### WRITTEN PROBLEM
Copy everything from the line containing "Where can you find the gray" down to the line containing "point(64, 177)", changing "Marked at" to "Located at" and leaving the rest of those items as they are.

** start **

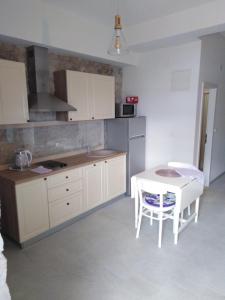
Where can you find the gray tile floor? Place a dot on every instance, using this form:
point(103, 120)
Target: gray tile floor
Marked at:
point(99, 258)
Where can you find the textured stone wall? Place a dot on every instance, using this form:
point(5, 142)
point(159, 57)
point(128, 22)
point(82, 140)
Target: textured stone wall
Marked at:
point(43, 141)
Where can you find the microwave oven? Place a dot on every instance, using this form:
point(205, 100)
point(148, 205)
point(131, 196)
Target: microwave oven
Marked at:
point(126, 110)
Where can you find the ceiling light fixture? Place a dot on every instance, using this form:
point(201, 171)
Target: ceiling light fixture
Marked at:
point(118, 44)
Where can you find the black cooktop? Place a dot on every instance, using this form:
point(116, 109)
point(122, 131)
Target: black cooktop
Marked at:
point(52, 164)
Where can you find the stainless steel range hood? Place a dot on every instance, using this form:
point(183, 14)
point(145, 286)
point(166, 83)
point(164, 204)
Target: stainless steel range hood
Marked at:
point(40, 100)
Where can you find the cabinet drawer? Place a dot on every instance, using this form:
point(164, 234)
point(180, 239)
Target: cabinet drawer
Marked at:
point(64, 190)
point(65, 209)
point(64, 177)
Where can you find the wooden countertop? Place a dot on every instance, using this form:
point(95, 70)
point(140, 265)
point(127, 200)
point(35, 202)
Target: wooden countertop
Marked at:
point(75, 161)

** end **
** start **

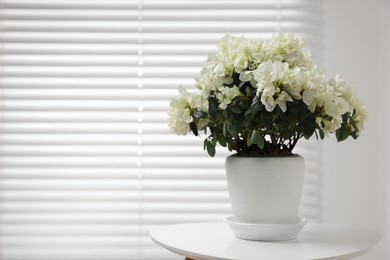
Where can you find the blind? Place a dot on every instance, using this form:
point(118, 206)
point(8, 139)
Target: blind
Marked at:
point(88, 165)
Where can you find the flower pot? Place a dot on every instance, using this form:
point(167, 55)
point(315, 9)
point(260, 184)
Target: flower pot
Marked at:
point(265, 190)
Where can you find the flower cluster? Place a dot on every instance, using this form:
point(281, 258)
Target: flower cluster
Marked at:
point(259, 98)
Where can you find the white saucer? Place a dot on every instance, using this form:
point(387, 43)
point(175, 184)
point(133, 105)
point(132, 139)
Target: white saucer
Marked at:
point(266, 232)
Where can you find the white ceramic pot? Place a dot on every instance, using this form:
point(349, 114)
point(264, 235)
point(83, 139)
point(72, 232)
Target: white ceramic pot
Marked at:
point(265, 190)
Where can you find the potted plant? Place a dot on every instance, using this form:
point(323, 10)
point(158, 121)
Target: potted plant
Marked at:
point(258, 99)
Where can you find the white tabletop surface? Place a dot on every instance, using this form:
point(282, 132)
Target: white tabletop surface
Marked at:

** end **

### TASK SOLUTION
Where can you find the gray tile floor? Place a dot on every instance, using this form:
point(103, 120)
Target: gray tile floor
Located at:
point(99, 258)
Where can you find the textured stone wall? Place a dot on every instance, using this form:
point(5, 142)
point(159, 57)
point(128, 22)
point(82, 140)
Target: textured stone wall
Located at:
point(43, 141)
Where can you find the microwave oven? Place a dot on every instance, using this form:
point(205, 100)
point(148, 205)
point(131, 196)
Target: microwave oven
Located at:
point(126, 110)
Where can you find the ceiling light fixture? Place a dot on every instance, using this form:
point(201, 171)
Target: ceiling light fixture
Located at:
point(118, 44)
Where can you find the black cooktop? Place a dot on every instance, using this form:
point(116, 109)
point(122, 131)
Target: black cooktop
Located at:
point(52, 164)
Where can you find the stainless steel range hood? Place a dot on every instance, using this form:
point(183, 14)
point(145, 286)
point(166, 83)
point(164, 204)
Target: stainless steel range hood
Located at:
point(40, 100)
Where can you find the cabinet drawer? Place a dot on every instance, using this form:
point(164, 234)
point(180, 239)
Target: cabinet drawer
Located at:
point(64, 190)
point(65, 209)
point(64, 177)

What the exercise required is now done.